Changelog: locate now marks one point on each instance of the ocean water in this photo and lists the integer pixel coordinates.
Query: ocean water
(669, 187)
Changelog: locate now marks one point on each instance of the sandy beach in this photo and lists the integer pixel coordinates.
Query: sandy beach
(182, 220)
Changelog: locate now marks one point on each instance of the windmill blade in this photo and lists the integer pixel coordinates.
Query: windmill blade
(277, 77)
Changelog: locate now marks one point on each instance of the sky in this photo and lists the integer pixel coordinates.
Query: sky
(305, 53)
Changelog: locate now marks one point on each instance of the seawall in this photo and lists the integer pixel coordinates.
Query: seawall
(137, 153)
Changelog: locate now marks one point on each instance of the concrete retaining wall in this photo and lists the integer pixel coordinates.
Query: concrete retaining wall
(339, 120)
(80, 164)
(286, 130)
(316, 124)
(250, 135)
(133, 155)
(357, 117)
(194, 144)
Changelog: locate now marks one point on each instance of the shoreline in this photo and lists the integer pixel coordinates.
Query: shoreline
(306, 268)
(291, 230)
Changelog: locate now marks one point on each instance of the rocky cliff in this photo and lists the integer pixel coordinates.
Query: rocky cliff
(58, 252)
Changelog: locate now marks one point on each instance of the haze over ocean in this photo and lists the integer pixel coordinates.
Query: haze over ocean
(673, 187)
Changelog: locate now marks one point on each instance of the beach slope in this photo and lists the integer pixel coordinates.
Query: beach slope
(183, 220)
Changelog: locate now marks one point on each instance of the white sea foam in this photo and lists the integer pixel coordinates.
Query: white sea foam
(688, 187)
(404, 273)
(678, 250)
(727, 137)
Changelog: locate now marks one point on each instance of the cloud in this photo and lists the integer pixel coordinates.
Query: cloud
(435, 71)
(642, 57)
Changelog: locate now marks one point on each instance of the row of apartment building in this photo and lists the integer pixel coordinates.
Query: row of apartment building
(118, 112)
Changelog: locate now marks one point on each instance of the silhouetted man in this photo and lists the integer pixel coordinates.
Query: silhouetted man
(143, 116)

###

DIRECTIONS FOR THIS TASK:
Reproduce the final stretch of the data above: every line from the one holding "Query: row of apartment building" through the end, inclusive, exactly as written and nothing else.

EXERCISE RESULT:
Query: row of apartment building
(118, 112)
Changelog: locate now marks one point on each instance of the silhouetted man in this photo and lists the integer pixel coordinates.
Query: silhouetted man
(143, 116)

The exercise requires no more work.